20 Mar 2019 | News Roundup

In the Netherlands, the government panicked a week before their March 20 provincial elections (which have significant national ramifications because the Dutch Senate is elected by the subnational legislatures, as American Senators once were and as we might contemplate here) and revamped its climate plan. Or rather, its climate PR plan. More for you, less for naughty corporations. As for details, look, when you’re panicking they’re hard to manage, OK?

It is a significant problem for green politicians, as we have noted before, that when they promise dramatic improvements in environmental protection at low cost voters believe them. It might not sound like a problem, since the reason politicians spin facts and fables is precisely to get believed. But once in office they find they can’t deliver.

To give them their due, if they were total cynics they would simply not try. Like, say, one J. Trudeau, who pledges to save us all from fire and whirlwinds by taxing gas less than 5 cents a litre, rising eventually to perhaps 20 cents. But they’re not. They really mean it. And so they bring in policies that start to hurt and voters get angry. Sometimes, as in France, very angry indeed.

It is hard to get people’s attention when they are facing electoral defeat or worse. But if we might put in a word here, it is essential to grasp that no amount of legerdemain can change the fact that the point of orthodox climate policies is dramatically to reduce the use of fossil fuels and doing so means a dramatic decrease in well-being unless and until some genuinely efficient reliable alternative source is found.

It’s all fine and good artificially to lower household energy bills, cancel gas tax increases, and instead aim to wallop “big business”. But if business pays more for energy, customers pay more for products. And in any event, the point here isn’t to raise tax revenue, it’s to lower energy use. And when business uses less energy, it produces fewer goods and services. Or relocates to some other country and people lose their jobs.

At the risk of sounding naïve, the solution is to explain frankly to voters that you aim to make the whole country a lot poorer. Well, that or take another look at the science. Especially since if you campaign on really high gas prices you’ll soon have lots of leisure time for some overdue background reading.

▸ Given problem 1: Revise the rows starting at the beginning of the dataset excerpt and ending at the line that contains "202 104 L 200", replacing "sample output" with "example output" and leaving everything else unchanged.

▸ Dataset excerpt:
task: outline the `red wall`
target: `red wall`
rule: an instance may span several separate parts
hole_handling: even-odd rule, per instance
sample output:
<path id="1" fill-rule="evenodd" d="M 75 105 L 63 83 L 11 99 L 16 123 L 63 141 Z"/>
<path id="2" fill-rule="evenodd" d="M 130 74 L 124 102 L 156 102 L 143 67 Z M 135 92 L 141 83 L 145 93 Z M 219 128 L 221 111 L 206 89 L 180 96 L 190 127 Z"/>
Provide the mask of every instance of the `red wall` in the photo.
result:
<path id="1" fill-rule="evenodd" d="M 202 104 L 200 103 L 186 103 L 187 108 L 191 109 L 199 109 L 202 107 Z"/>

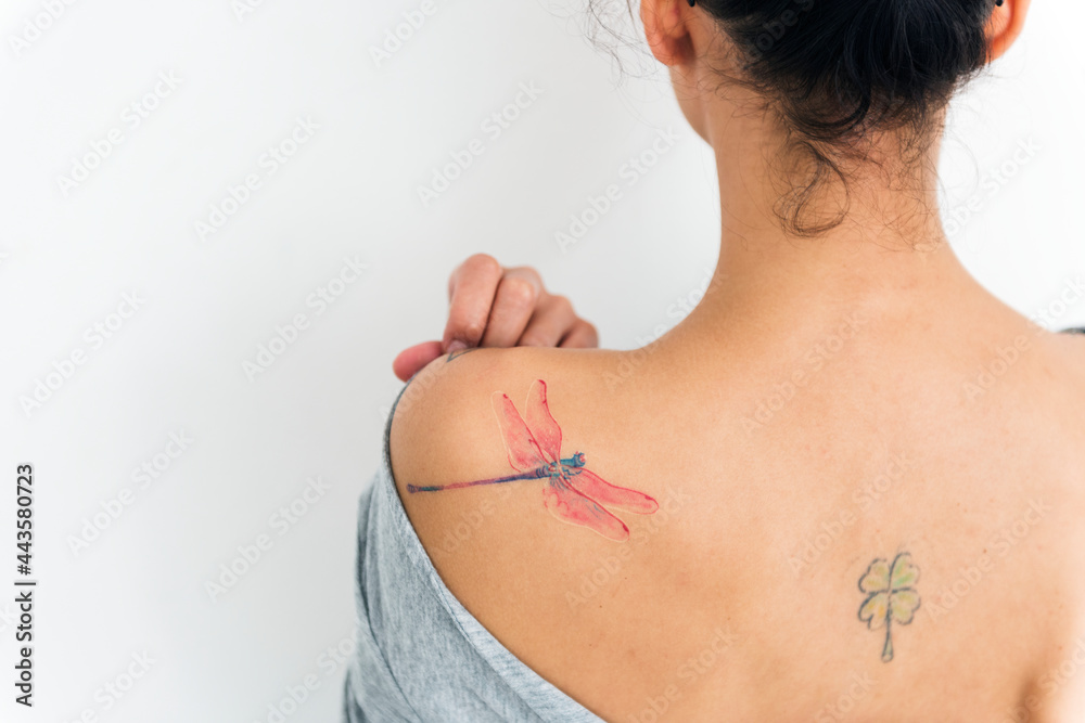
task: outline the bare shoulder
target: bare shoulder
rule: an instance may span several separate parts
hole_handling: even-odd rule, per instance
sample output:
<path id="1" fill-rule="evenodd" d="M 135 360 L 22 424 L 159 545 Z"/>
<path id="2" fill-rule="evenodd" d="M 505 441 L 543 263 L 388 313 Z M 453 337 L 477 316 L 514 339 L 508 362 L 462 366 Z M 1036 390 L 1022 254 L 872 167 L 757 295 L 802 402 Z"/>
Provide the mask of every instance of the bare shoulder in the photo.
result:
<path id="1" fill-rule="evenodd" d="M 490 544 L 503 550 L 529 544 L 534 534 L 544 533 L 536 529 L 538 507 L 561 502 L 547 501 L 550 474 L 574 475 L 577 482 L 592 476 L 577 467 L 576 450 L 562 450 L 562 427 L 567 437 L 577 430 L 575 421 L 597 418 L 602 383 L 596 370 L 610 353 L 478 349 L 444 357 L 411 380 L 392 422 L 392 468 L 438 571 L 454 571 L 451 559 L 441 559 L 451 547 L 459 551 L 456 560 L 477 563 Z M 565 511 L 565 516 L 576 512 Z M 615 529 L 596 531 L 621 533 L 616 518 L 601 512 L 599 517 L 600 525 Z M 457 528 L 460 533 L 449 544 L 448 532 Z M 473 554 L 463 554 L 467 550 Z"/>
<path id="2" fill-rule="evenodd" d="M 520 404 L 536 379 L 590 384 L 585 357 L 607 352 L 539 348 L 446 354 L 411 379 L 392 422 L 392 467 L 400 492 L 508 467 L 495 393 Z M 409 493 L 409 492 L 408 492 Z"/>

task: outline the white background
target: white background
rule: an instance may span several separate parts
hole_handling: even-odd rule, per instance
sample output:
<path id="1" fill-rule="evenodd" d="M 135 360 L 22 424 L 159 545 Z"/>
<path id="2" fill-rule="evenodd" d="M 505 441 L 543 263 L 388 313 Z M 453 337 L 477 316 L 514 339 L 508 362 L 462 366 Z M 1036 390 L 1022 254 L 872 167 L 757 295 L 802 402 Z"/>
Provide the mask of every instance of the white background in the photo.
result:
<path id="1" fill-rule="evenodd" d="M 711 155 L 643 53 L 617 82 L 582 0 L 434 0 L 380 63 L 370 48 L 421 0 L 264 0 L 240 15 L 231 0 L 86 0 L 15 48 L 43 2 L 0 10 L 0 719 L 267 722 L 312 675 L 286 720 L 335 720 L 343 667 L 321 656 L 352 634 L 355 505 L 400 386 L 391 361 L 439 336 L 449 270 L 480 250 L 534 264 L 604 345 L 637 346 L 714 264 Z M 1083 26 L 1081 3 L 1037 0 L 1023 42 L 955 104 L 943 164 L 955 245 L 1030 314 L 1085 272 Z M 179 86 L 144 102 L 170 72 Z M 521 83 L 542 94 L 490 138 L 482 122 Z M 138 127 L 132 103 L 156 106 Z M 269 175 L 261 155 L 298 118 L 319 129 Z M 680 140 L 630 186 L 623 166 L 656 128 Z M 111 129 L 123 141 L 63 183 Z M 423 207 L 418 186 L 472 139 L 485 153 Z M 1012 178 L 993 181 L 1004 166 Z M 260 188 L 201 240 L 195 223 L 250 173 Z M 621 201 L 563 251 L 556 232 L 610 183 Z M 363 276 L 318 314 L 307 298 L 355 256 Z M 111 317 L 132 293 L 139 309 Z M 246 374 L 297 313 L 308 327 Z M 1059 321 L 1085 323 L 1085 305 Z M 114 326 L 104 341 L 87 333 L 99 323 Z M 78 351 L 67 378 L 47 378 Z M 40 405 L 21 401 L 50 379 Z M 182 431 L 194 441 L 162 456 Z M 33 711 L 10 681 L 23 462 L 37 494 Z M 145 488 L 144 463 L 163 468 Z M 273 526 L 314 476 L 328 491 Z M 100 514 L 125 488 L 120 515 Z M 108 526 L 74 550 L 95 515 Z M 213 601 L 207 583 L 260 534 L 271 548 Z M 105 693 L 144 653 L 146 673 Z"/>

▸ Given problem 2: Transcribe the climate policy commentary starting at "In the Netherlands, the" and ending at "they can’t deliver.".

▸ Final answer 1:
task: outline the `red wall`
target: `red wall`
rule: an instance may span several separate parts
hole_handling: even-odd rule, per instance
example output:
<path id="1" fill-rule="evenodd" d="M 75 105 L 63 83 L 11 99 L 16 123 L 63 141 Z"/>
<path id="2" fill-rule="evenodd" d="M 130 74 L 124 102 L 156 102 L 143 67 Z M 135 92 L 141 83 L 145 93 Z M 219 128 L 221 111 L 206 89 L 180 96 L 190 127 Z"/>
Provide the mask of every instance of the `red wall` in the photo.
result:
<path id="1" fill-rule="evenodd" d="M 202 104 L 200 103 L 186 103 L 187 108 L 191 109 L 199 109 L 202 107 Z"/>

▸ Final answer 2:
In the Netherlands, the government panicked a week before their March 20 provincial elections (which have significant national ramifications because the Dutch Senate is elected by the subnational legislatures, as American Senators once were and as we might contemplate here) and revamped its climate plan. Or rather, its climate PR plan. More for you, less for naughty corporations. As for details, look, when you’re panicking they’re hard to manage, OK?

It is a significant problem for green politicians, as we have noted before, that when they promise dramatic improvements in environmental protection at low cost voters believe them. It might not sound like a problem, since the reason politicians spin facts and fables is precisely to get believed. But once in office they find they can’t deliver.